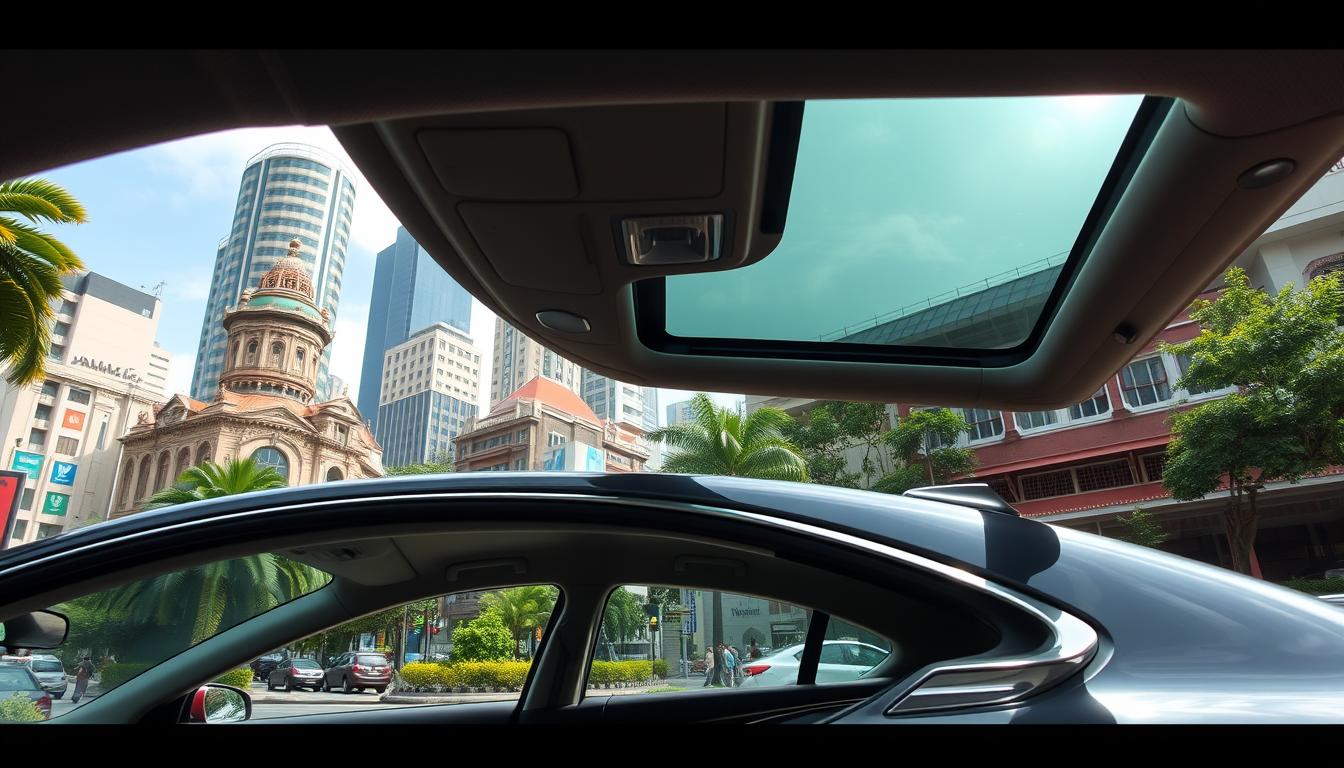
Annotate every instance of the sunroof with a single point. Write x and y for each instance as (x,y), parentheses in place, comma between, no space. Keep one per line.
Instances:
(919,223)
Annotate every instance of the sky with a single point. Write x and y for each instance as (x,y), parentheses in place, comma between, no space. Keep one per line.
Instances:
(156,215)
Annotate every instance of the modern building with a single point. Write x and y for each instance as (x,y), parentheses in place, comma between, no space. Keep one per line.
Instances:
(429,392)
(546,427)
(680,412)
(1086,464)
(266,405)
(288,191)
(104,370)
(519,359)
(410,292)
(618,401)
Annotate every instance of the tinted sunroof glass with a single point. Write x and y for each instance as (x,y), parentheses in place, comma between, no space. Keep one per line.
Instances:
(919,222)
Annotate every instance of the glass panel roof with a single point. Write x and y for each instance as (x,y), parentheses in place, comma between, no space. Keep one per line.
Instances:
(918,222)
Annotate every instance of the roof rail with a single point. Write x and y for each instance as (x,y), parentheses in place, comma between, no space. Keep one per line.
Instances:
(975,495)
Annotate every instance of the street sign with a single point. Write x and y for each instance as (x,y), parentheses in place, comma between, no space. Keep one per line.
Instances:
(26,462)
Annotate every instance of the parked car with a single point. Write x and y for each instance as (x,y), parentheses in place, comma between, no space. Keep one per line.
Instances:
(840,661)
(296,674)
(262,666)
(358,670)
(19,678)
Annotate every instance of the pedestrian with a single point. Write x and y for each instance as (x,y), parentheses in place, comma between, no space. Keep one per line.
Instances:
(82,678)
(730,667)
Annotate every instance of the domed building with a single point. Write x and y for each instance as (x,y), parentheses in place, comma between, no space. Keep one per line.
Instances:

────

▶ Exercise brief
Every line from the one containing "Annotate every instance of the modern" through the end of the entries above must be echoed exactly, with both ends kept.

▶ Problem solution
Annotate every instance of the modern building with a single point. Write x and y for each instance as (x,y), parentheses in place, comma between, no space. Keep one per line.
Instances:
(429,392)
(546,427)
(680,412)
(1086,464)
(266,405)
(288,191)
(104,370)
(519,359)
(410,292)
(618,401)
Annotate every instance of the tinted sunroof glass with a single point. Write x and y for each instance as (x,y), parentheses in place, comma between, no space. Keep one per line.
Instances:
(919,222)
Annotate every instance of the glass panel roof with a single point. Write x and y for each instance as (x,y), parentheses in place, comma between, no space. Keep one per line.
Instances:
(918,222)
Annotate every instance of the roof rail with a single point. Write x and y for each instance as (x,y), parentheses in place, comma between, no space. Keep one per line.
Instances:
(975,495)
Annotate every instance of the street sign with a single point. Write x and y for each instance as (x,y), parentheses in place, comma between, no space. Keep one per line.
Instances:
(26,462)
Annotate every instance of the parked car with a single point. Write x and y for each instance as (x,y), parentheses in place, comma between, no space. Keep one per line.
Instances:
(840,661)
(296,674)
(262,666)
(358,670)
(19,678)
Annotate every instance of the pedestrian with a single point. Write x and y for each instance as (x,y), parentheses in place, comma between, no space. Keep one per line.
Instances:
(82,678)
(730,667)
Annotate every instance of the domed building with a single point. Write x and y for each instance as (x,y), parentheses in place, comma between, no space. Keep one per line.
Instances:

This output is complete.